--- start of Material ---

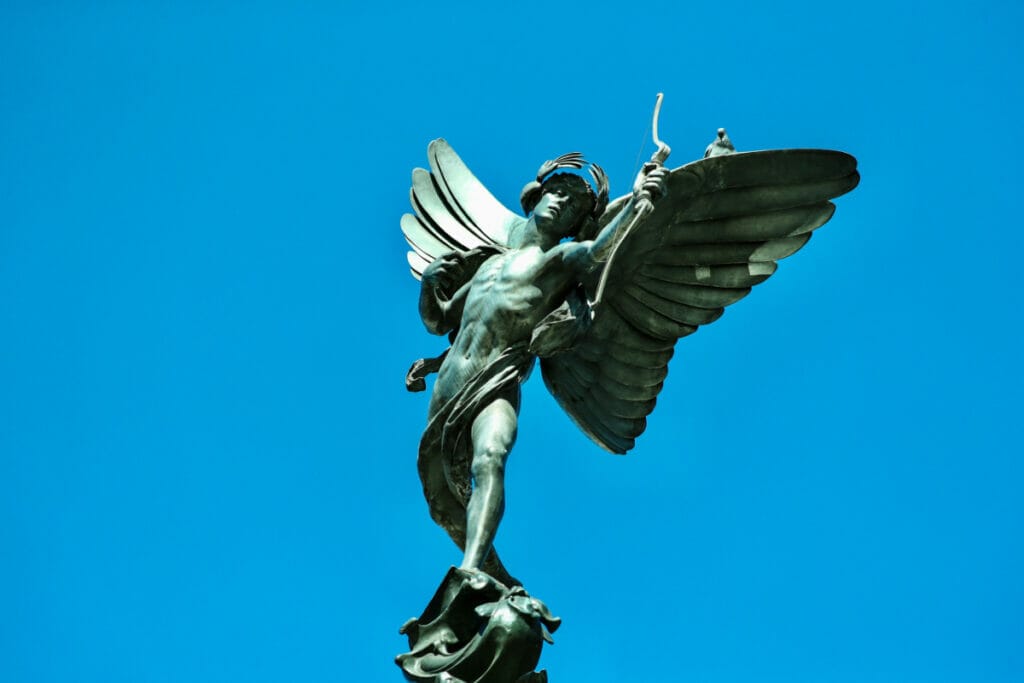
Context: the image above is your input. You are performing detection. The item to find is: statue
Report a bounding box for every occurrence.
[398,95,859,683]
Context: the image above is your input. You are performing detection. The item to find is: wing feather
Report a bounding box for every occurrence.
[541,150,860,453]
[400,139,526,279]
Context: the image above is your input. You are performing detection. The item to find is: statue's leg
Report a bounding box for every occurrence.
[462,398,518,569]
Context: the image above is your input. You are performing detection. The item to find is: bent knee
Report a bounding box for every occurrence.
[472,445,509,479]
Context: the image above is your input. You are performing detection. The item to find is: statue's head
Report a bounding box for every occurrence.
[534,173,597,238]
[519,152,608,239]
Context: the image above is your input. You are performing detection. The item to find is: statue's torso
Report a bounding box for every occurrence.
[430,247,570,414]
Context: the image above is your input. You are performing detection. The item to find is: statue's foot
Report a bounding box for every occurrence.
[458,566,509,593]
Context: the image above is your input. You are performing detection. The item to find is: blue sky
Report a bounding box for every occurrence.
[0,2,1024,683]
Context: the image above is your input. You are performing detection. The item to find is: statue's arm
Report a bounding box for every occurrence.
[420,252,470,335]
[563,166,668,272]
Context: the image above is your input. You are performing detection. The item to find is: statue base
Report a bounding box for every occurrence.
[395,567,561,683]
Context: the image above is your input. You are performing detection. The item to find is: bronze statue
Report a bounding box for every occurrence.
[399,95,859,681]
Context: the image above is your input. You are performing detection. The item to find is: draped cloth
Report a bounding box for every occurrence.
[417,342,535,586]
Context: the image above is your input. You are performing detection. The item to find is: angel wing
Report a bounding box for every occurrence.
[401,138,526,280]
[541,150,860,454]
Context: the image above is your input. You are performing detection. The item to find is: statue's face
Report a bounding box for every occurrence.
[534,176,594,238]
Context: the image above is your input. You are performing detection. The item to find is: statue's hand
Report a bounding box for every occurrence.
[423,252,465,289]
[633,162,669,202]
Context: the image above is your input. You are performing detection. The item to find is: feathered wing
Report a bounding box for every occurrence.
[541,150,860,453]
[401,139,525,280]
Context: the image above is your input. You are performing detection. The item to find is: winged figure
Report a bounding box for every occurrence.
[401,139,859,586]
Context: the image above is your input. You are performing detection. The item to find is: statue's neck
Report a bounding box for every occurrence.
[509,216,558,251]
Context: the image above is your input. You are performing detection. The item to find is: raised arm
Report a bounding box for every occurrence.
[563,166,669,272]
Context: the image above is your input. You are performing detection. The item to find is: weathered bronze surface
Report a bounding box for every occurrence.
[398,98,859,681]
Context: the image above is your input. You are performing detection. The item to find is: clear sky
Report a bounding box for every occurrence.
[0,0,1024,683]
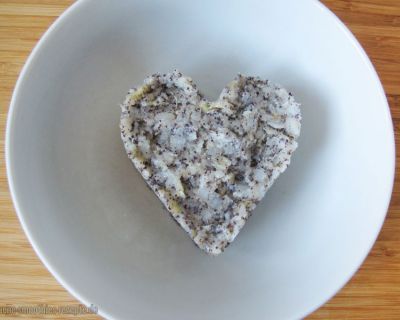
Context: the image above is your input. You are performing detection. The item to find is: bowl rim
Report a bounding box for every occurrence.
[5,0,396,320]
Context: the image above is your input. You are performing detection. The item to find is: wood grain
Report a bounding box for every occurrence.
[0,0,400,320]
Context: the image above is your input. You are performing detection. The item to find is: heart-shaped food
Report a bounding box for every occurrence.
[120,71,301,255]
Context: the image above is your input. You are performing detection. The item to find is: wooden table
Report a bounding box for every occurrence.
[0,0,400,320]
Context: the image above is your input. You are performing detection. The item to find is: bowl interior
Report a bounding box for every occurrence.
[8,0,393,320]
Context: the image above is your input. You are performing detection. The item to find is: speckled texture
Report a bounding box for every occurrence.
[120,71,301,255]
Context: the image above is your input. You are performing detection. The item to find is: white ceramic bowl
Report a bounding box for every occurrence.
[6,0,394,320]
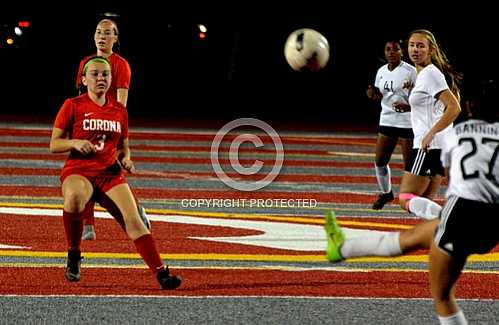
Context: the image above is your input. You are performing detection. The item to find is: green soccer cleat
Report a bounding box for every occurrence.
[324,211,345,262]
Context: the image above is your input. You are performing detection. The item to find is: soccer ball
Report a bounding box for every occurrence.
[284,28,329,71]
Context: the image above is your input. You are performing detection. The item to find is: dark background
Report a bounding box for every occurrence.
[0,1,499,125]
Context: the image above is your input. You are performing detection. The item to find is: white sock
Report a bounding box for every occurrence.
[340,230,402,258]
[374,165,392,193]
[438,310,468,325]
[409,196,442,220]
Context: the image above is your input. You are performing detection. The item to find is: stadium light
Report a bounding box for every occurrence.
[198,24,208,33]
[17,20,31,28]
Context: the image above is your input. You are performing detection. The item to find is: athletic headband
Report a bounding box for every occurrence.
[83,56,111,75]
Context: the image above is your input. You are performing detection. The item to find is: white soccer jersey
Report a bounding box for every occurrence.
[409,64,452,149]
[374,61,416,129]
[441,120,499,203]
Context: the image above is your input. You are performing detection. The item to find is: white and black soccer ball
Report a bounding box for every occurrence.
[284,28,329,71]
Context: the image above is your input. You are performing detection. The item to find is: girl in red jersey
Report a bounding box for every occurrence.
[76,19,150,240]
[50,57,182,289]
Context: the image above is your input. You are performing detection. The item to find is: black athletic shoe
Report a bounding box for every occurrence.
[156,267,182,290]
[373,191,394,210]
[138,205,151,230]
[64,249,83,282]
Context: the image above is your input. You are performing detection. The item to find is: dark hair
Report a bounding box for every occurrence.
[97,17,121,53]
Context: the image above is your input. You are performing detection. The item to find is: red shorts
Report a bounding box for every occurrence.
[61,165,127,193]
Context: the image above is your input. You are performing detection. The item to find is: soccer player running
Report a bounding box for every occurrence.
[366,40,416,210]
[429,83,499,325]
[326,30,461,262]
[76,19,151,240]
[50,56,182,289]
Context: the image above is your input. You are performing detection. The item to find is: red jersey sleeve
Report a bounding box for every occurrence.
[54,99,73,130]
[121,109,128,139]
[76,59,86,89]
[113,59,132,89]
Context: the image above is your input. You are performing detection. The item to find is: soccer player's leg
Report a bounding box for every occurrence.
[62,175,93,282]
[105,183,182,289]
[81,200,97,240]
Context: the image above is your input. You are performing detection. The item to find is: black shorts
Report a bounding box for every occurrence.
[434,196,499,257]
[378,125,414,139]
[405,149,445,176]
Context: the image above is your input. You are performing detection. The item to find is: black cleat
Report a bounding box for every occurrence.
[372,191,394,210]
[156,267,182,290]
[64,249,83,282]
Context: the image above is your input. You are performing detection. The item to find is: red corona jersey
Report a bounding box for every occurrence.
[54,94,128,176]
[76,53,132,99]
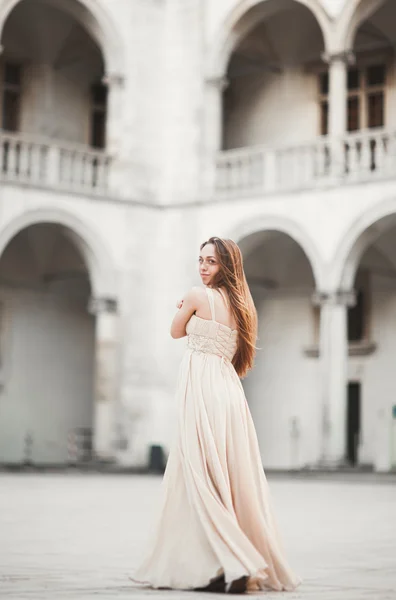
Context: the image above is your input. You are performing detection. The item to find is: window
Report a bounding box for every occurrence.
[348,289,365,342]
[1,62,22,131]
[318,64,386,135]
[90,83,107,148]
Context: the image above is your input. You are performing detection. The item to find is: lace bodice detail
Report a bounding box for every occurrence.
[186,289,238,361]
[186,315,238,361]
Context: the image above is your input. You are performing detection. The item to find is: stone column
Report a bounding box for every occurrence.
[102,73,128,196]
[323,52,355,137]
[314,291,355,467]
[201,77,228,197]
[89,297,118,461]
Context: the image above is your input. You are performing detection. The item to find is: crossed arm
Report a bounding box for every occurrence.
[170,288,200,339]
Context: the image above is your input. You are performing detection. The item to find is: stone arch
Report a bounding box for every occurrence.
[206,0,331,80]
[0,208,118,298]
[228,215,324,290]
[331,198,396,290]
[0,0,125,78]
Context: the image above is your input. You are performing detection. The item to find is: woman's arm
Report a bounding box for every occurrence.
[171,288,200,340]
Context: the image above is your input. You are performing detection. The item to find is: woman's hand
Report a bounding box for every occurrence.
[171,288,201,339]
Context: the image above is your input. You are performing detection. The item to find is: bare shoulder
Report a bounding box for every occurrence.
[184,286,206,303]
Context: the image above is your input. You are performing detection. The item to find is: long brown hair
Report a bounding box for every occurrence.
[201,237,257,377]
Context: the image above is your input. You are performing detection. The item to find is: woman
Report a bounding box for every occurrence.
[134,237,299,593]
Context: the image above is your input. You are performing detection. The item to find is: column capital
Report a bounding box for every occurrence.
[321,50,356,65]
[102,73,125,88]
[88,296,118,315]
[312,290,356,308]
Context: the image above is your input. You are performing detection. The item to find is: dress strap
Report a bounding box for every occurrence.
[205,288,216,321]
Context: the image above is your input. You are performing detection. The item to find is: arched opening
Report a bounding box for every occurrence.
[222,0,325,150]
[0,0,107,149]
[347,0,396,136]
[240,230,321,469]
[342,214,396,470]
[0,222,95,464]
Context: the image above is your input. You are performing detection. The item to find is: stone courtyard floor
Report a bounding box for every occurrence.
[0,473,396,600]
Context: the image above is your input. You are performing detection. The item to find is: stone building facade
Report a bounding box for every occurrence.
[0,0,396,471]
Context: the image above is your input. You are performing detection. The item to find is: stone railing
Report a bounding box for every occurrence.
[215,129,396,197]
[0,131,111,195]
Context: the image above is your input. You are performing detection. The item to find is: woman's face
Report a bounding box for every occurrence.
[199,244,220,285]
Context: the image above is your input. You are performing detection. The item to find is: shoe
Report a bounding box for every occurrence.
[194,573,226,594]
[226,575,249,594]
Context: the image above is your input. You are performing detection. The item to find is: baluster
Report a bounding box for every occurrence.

--- end of Material ---

*Task prompt*. Rewrite the part of the material that opens with the line containing "is: arched opening" and runs to the end of the material as a numbered list. Leave out any blank lines.

*Response to this exercise*.
1. Context: the image above is your input. You are performing detection. The item to find is: arched opening
2. Report a bounding box for every occurrence.
3. [222,0,325,150]
4. [0,0,107,149]
5. [347,0,396,136]
6. [240,230,321,469]
7. [342,214,396,470]
8. [0,222,95,464]
9. Context: the image above is your input. You are performing detection. The item to find is: stone courtyard floor
10. Report a bounding box for every occurrence.
11. [0,473,396,600]
12. Context: the image above is your input. You are performing detection. The item to find is: stone building facade
13. Report a bounding box for every occurrence.
14. [0,0,396,471]
15. Context: the image above is your input. You are performing detection. The item to find is: stone railing
16. Report a bounding box for every occurrence.
17. [215,129,396,197]
18. [0,131,111,195]
19. Context: the image above is your input. You are performing detection. The item to find is: woman's face
20. Report a bounding box for every occurrence.
21. [199,244,220,285]
22. Context: the image above is your input. You are performing detection. The item to find is: shoe
23. Report a bounding box for every occurrence.
24. [194,573,226,594]
25. [226,575,249,594]
26. Context: the image above is your input. You are performing detection. The item to find is: baluster
27. Report a bounding box for every occurrence.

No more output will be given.